───── Records shown ─────

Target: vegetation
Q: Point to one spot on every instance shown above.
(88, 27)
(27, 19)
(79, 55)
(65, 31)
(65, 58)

─────

Transcribe the data above line for line, keeping every character unchanged.

Result of the task:
Target: vegetation
Q: Point to one spot on every instance shown above.
(88, 27)
(27, 19)
(79, 55)
(65, 31)
(65, 58)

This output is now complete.